▶ _ARBEITSAUFTRÄGE_:
[1] Beantworten Sie zum Text über Beck's die folgenden Fragen:
(a) Zu welcher Gruppe und zu welchem Konzern gehört Beck & Co heute?
(b) In welcher Stadt sitzt die Gesellschaft für Konsumforschung?
(c) Welches Thema spielt nach Birnbaum für die Marke allenfalls noch eine Rolle?
[2] Greifen Sie den Text über Beck's auf und führen Sie ihn im Anschluss an seinen letzten Satz weiter.

▶ _AUSGANGSTEXT_:
Bremen. Beck's-Bier und Bremen - nach dem Flaschenetikett gehört das untrennbar zusammen. Doch Beck's kommt längst nicht mehr nur aus Bremen, sondern aus etlichen Brauereien weltweit. Heute ist Beck & Co nur noch einer von vielen Betrieben der belgischen InBev-Gruppe und Teil des multinationalen Bierkonzerns Anheuser Busch-InBev (ABI). In diesem Konzern, so bemerkte der Beck's-Betriebsrat angesichts des kürzlich angekündigten Stellenabbaus am Standort Bremen, hat Bier keine Heimat mehr. Die Ortsangabe Bremen auf der Flasche ist anscheinend unverbindlich geworden.
Der Konsumforscher Günter Birnbaum sieht darin kein Problem. 'Beck's ist keine Lokal-, sondern eine internationale Marke, die weltweit getrunken und beworben wird. Deshalb ist für diese Marke und ihren Verkaufserfolg der Braustandort nicht entscheidend', meint der Verantwortliche für den Getränkesektor bei der Gesellschaft für Konsumforschung in Nürnberg. Da spiele allenfalls noch das Thema Deutschland mit seinem Reinheitsgebot eine Rolle, 'aber bestimmt nicht Bremen'.

▶ _AUSZUG AUS DATENSATZ_:
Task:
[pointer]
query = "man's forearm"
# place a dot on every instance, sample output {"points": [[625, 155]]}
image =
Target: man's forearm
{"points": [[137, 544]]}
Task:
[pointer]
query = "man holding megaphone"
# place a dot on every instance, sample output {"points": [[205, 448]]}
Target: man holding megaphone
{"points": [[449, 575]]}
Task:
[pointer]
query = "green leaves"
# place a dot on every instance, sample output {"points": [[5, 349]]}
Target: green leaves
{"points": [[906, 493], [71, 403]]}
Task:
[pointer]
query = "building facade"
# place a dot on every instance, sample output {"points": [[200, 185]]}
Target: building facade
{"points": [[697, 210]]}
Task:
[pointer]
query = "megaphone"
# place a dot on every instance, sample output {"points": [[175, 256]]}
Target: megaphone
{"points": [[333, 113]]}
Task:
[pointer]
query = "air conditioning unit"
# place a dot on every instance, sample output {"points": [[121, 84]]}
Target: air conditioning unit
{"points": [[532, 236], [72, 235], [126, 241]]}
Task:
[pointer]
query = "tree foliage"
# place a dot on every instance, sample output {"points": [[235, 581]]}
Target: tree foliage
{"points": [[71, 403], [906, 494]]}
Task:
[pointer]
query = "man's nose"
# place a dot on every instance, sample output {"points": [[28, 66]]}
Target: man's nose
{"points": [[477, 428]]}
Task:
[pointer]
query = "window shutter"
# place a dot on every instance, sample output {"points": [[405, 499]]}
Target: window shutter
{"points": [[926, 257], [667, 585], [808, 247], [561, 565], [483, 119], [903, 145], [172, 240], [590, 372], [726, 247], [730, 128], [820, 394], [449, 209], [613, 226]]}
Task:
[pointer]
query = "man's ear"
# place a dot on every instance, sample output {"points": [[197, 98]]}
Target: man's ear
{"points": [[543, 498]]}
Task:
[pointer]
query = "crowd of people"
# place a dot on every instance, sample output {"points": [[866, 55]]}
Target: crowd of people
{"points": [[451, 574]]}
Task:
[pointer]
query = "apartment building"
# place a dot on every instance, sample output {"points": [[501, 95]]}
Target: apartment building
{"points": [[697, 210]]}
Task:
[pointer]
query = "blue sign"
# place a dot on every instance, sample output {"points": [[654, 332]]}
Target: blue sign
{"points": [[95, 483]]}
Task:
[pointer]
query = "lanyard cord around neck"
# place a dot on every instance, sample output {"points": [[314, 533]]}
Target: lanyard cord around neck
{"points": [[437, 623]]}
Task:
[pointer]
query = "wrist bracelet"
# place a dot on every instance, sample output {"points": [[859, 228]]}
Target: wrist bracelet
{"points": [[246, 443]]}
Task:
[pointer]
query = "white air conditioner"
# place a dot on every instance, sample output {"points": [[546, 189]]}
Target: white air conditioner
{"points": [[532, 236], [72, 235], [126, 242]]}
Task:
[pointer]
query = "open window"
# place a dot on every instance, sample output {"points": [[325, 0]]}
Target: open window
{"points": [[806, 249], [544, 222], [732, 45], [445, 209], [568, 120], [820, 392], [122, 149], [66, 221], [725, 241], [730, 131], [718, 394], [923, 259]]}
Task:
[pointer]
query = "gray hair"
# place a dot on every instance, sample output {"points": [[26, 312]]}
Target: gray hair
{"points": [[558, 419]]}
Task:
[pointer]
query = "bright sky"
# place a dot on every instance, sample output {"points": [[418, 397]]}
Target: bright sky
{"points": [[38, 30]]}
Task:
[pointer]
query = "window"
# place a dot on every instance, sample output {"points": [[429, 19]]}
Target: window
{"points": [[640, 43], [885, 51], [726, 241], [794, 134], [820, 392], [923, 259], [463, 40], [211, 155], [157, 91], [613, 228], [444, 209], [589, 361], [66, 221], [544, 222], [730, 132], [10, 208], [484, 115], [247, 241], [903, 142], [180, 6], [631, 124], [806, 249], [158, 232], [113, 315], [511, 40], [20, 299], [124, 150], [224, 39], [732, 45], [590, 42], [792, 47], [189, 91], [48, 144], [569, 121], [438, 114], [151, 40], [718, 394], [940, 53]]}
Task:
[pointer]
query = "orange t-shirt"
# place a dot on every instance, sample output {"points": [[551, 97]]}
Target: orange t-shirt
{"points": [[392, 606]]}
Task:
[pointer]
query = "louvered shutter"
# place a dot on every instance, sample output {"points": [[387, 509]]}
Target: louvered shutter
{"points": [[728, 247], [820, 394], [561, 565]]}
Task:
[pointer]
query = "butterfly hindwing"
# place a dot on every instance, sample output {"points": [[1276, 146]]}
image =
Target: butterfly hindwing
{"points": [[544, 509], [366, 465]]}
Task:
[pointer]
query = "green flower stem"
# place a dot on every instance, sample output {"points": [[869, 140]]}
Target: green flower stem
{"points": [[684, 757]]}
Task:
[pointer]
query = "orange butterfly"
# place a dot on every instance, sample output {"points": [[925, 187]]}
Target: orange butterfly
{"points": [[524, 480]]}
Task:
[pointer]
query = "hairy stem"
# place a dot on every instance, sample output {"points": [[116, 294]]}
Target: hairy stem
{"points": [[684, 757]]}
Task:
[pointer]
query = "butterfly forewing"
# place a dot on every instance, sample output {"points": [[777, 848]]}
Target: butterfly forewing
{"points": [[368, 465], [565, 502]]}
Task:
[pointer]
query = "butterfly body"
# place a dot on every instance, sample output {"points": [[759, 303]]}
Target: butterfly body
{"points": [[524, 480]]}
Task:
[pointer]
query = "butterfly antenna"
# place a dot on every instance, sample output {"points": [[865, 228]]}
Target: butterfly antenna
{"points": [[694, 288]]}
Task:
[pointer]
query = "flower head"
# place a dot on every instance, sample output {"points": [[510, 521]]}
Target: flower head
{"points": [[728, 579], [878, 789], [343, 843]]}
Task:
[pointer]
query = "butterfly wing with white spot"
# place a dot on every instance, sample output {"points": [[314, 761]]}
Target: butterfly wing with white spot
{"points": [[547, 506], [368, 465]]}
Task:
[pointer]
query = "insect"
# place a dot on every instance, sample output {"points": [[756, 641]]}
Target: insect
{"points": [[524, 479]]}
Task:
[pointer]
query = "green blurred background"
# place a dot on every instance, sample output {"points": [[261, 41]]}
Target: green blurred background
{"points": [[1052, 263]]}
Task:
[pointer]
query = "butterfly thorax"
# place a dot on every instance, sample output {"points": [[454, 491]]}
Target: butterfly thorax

▶ _LÖSUNGEN_:
[1]
(a) Zur belgischen InBev-Gruppe, die Teil des multinationalen Bierkonzerns Anheuser Busch-InBev (ABI) ist.
(b) In Nürnberg.
(c) Das Thema Deutschland mit seinem Reinheitsgebot.

[2]
So entschieden will das Unternehmenssprecher Oliver von Oehsen nicht formulieren. Es sei dem Konzern bei weitem nicht völlig egal, wo Beck's gebraut wird, beteuert er. Mehr als 80 Prozent von Beck's würden immer noch in Bremen gebraut und abgefüllt. 'Wir sind ganz klar die Heimatbrauerei von Beck's.' Und mit einem Anteil von 20 Prozent an den deutschen Bierausfuhren mit Abstand die größte Exportbrauerei im Lande. 'Deshalb bekommen wir die Weltwirtschaftskrise eben auch besonders zu spüren.'
Die Kosten entscheiden
Schon seit ein paar Jahren wird Beck's auch an den InBev-Standorten im westfälischen Issum sowie in München abgefüllt. Eigene Braustätten gibt es zudem in China und Russland. Um Transportkosten und Zeit zu sparen, lässt die der Konzern Beck's-Bier - 'strengstens nach unseren Qualitätsvorgaben' - in mehreren Ländern auch von Lizenznehmern produzieren. Unter anderem in Australien, Algerien und Neuseeland. Was die konkreten Absatzmengen betrifft, hält sich das Unternehmen bedeckt. Publiziert wird lediglich der Gesamtausstoß von InBev-Deutschland. Der lag im vergangenen Jahr bei neun Millionen Hektolitern - verteilt auf alle Produkte und die vier deutschen Standorte der InBev-Gruppe.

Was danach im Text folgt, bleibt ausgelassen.